[START OF Given information]

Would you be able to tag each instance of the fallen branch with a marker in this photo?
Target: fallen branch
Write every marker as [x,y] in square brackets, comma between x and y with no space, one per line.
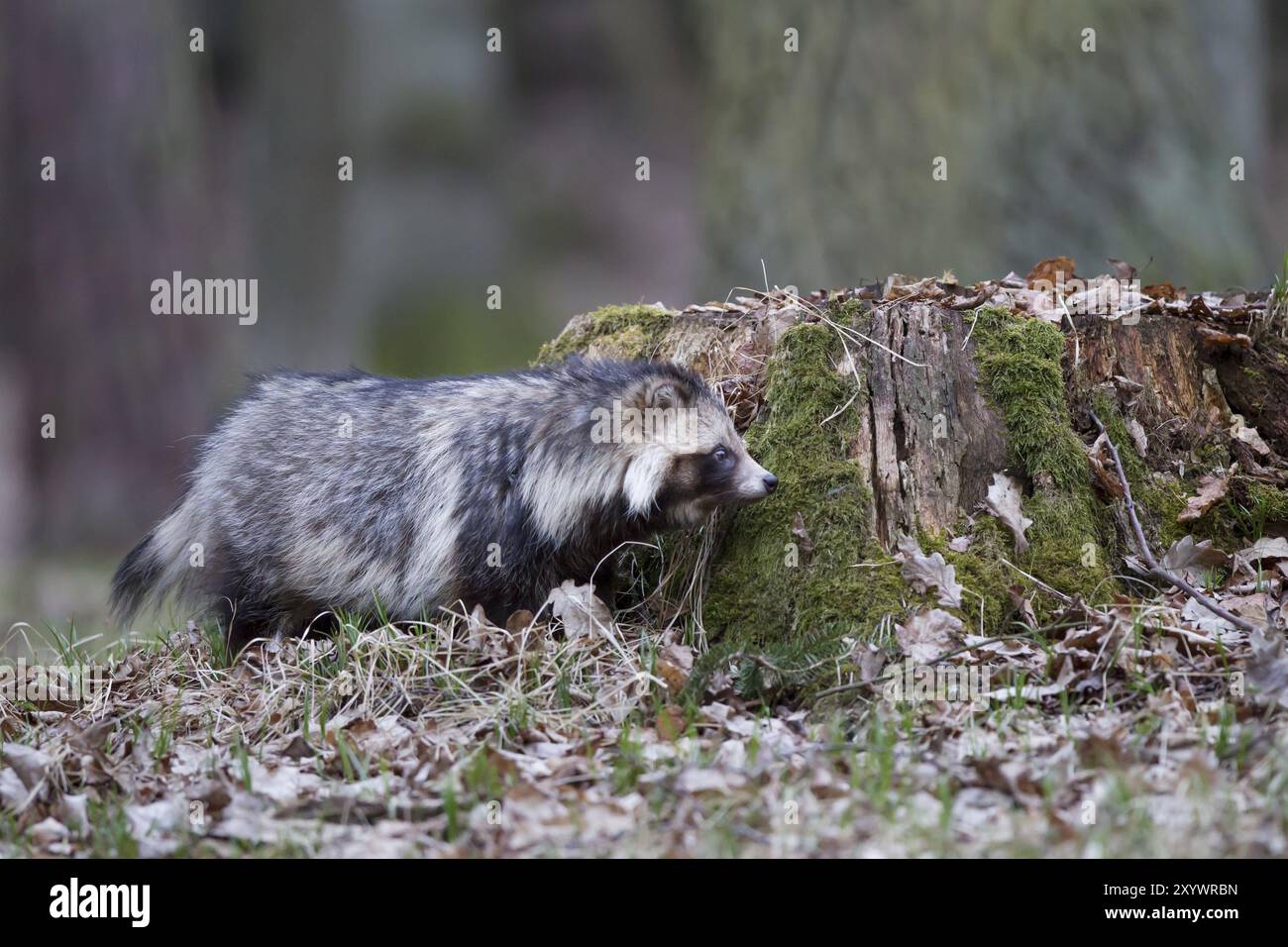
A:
[1142,547]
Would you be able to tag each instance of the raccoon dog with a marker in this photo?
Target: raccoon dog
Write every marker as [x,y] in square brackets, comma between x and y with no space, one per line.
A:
[359,492]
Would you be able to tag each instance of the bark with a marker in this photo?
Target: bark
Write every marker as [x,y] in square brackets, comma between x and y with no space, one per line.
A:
[890,412]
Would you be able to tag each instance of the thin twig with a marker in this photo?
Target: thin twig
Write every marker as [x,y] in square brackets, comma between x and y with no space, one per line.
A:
[1155,570]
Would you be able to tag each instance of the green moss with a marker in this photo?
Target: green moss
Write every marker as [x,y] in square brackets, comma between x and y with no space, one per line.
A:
[1019,365]
[756,595]
[623,331]
[980,571]
[1163,497]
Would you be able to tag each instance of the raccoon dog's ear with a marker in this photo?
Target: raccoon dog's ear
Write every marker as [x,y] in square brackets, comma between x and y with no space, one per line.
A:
[664,394]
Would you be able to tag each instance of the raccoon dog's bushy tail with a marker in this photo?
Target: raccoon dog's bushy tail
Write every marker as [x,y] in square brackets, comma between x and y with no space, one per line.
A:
[154,567]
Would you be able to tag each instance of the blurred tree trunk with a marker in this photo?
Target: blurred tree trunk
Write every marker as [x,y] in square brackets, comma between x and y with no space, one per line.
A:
[819,161]
[112,93]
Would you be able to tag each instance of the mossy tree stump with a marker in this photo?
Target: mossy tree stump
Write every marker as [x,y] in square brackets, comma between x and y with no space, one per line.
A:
[893,416]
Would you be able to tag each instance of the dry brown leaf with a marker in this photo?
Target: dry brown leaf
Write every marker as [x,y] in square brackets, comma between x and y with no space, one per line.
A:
[1005,502]
[1212,489]
[674,665]
[1054,269]
[1193,561]
[925,571]
[1266,548]
[580,611]
[802,534]
[928,634]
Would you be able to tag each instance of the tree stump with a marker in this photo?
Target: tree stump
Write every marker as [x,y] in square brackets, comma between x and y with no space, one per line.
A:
[890,411]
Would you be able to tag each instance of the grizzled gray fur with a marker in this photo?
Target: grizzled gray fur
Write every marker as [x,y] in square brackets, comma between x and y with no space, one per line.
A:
[348,491]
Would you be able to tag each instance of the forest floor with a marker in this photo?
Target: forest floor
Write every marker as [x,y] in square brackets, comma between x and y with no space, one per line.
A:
[1136,728]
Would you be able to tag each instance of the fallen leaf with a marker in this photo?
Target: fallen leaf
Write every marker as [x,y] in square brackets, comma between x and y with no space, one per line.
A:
[27,762]
[1265,548]
[1267,669]
[674,665]
[1212,489]
[1249,436]
[1054,270]
[1166,291]
[580,611]
[1121,269]
[805,543]
[1193,561]
[1004,501]
[925,571]
[927,635]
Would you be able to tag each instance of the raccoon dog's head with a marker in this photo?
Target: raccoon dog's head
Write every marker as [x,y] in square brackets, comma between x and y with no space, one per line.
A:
[686,457]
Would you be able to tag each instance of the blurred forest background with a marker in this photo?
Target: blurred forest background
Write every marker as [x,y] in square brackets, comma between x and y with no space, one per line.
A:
[516,169]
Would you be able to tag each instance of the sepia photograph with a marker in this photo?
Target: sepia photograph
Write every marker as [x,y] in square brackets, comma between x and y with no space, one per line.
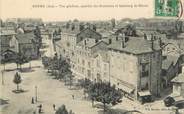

[END OF Given information]

From the material above, pull out each line that contains the word "photograph" and copy it in full.

Would you be able to tag each instance of the sepia photograph with a marker in this photo?
Target: sepia photograph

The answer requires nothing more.